◆ Saved entries ◆

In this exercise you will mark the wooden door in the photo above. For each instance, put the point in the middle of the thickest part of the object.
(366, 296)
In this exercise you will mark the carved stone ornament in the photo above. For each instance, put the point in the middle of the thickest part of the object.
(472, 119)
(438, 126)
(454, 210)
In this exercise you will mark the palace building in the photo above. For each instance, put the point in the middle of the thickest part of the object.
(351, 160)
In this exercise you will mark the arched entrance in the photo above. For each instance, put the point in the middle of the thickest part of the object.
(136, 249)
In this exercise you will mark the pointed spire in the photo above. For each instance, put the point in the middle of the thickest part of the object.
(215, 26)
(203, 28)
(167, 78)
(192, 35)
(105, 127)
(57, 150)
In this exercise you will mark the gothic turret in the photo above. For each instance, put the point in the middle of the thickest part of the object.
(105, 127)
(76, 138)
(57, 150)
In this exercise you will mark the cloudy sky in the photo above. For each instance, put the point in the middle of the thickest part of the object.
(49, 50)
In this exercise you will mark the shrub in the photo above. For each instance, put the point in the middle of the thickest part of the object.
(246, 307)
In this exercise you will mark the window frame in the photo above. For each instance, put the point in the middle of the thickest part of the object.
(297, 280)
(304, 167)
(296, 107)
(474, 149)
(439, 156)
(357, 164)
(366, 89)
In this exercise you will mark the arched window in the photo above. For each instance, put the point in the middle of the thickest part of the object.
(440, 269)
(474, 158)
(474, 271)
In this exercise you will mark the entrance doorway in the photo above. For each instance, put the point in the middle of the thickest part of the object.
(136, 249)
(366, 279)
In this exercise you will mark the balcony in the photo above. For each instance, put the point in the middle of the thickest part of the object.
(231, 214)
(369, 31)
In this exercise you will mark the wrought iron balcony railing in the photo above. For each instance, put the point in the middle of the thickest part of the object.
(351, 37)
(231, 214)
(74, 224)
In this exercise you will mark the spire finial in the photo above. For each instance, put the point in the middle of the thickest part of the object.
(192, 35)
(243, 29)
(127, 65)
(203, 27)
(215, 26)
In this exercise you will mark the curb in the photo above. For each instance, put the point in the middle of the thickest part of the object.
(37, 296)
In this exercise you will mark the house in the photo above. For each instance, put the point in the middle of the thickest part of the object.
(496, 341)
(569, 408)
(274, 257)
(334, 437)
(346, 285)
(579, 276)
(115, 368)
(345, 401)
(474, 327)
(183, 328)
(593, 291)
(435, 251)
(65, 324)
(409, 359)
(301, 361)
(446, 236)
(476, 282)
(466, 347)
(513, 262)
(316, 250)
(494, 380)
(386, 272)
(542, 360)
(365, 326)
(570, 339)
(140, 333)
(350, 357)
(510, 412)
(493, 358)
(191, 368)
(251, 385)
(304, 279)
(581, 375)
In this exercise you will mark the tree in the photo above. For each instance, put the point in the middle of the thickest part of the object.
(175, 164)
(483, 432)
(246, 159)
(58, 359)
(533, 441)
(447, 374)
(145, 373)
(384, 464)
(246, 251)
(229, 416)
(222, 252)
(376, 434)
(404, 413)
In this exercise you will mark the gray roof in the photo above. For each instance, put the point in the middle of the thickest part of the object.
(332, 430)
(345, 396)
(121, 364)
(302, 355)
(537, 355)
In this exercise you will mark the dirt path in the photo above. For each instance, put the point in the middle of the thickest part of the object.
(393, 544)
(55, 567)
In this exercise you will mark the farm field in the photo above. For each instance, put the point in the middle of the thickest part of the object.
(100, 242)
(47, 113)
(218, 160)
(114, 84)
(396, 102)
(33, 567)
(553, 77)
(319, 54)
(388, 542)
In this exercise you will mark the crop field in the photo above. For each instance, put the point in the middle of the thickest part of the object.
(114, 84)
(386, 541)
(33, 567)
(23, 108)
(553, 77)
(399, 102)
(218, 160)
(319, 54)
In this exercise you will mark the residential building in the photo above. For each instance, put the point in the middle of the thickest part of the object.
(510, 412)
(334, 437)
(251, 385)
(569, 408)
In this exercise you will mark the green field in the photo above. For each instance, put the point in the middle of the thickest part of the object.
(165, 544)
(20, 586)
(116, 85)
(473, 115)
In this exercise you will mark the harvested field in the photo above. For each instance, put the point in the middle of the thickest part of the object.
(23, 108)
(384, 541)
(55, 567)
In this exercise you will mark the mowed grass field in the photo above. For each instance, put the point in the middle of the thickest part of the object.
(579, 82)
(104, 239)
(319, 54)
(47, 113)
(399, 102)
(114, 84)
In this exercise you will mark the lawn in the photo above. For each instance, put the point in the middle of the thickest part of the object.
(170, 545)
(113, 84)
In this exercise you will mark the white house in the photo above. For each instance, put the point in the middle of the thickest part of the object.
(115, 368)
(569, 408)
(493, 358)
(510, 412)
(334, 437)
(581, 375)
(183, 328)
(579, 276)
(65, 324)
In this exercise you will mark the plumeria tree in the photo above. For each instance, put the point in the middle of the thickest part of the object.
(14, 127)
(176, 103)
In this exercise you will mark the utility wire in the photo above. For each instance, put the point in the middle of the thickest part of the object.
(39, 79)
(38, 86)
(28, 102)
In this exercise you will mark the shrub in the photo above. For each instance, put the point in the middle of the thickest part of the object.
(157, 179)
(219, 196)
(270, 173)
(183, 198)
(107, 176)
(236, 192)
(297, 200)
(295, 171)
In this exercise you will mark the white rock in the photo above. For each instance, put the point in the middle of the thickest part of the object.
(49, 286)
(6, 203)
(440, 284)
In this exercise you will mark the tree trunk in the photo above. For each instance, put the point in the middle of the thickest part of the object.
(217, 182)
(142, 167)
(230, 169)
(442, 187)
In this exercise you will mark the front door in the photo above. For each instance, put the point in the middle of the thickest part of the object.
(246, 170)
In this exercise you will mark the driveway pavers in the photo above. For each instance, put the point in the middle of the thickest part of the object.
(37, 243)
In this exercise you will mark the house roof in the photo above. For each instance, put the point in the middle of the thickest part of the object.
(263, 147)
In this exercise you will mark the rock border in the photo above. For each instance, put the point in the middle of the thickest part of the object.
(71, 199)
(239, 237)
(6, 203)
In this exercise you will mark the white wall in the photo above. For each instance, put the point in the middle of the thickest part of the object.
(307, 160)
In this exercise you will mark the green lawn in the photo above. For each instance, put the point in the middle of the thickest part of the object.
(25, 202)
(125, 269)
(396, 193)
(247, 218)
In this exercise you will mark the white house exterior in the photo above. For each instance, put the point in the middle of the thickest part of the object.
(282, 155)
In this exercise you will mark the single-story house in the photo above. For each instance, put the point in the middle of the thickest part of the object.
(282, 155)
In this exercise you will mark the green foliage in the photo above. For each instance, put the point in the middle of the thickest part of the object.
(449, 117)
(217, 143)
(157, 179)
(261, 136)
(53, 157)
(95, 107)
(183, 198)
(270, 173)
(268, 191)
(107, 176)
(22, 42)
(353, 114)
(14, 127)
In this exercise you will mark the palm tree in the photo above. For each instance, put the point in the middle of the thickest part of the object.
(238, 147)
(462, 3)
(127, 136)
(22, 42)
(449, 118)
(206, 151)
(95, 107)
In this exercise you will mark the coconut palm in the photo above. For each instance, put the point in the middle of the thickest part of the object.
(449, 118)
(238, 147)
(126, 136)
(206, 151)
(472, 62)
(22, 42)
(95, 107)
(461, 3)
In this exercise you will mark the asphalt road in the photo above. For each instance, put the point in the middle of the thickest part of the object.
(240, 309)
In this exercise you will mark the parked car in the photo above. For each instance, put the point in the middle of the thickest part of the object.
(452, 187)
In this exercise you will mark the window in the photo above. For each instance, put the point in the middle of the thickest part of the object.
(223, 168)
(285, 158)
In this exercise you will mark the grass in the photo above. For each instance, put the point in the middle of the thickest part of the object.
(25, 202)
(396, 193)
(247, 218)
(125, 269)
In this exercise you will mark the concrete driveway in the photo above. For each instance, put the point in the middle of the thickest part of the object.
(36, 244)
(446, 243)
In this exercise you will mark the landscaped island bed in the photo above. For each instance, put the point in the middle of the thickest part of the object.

◆ To do ◆
Nothing but the lines from the one containing "In this exercise you will mark the coconut" to the end of the records above should appear, each copied exactly.

◆ Response for this exercise ◆
In this exercise you will mark the coconut palm in the photo above. For each instance, put the point in the middle of the thickest part of the object.
(449, 118)
(238, 147)
(126, 136)
(206, 151)
(472, 62)
(22, 42)
(95, 107)
(461, 3)
In this exercise you will mark the asphalt road in the photo above. For each instance, put the point in the middle of the thickest part of the object.
(240, 309)
In this exercise you will mark the parked car in the photo above. For each instance, put the point in the middle of the thickest part of the object.
(452, 187)
In this exercise you will mark the window in the photo above. For each instance, put the point in the middle of the thickest part of the object.
(223, 168)
(285, 158)
In this exercise you will mark the grass in the photo above. For each instance, put the point in the middle of the thickest part of the object.
(25, 202)
(396, 193)
(247, 218)
(125, 269)
In this exercise you will mark the concrete driveway in the photo above. For each instance, put the point in the middle of the thickest part of the object.
(36, 244)
(446, 243)
In this exercise you will mark the landscaped island bed in the photo above. For each instance, put the point in the middle of the thickest part of the object.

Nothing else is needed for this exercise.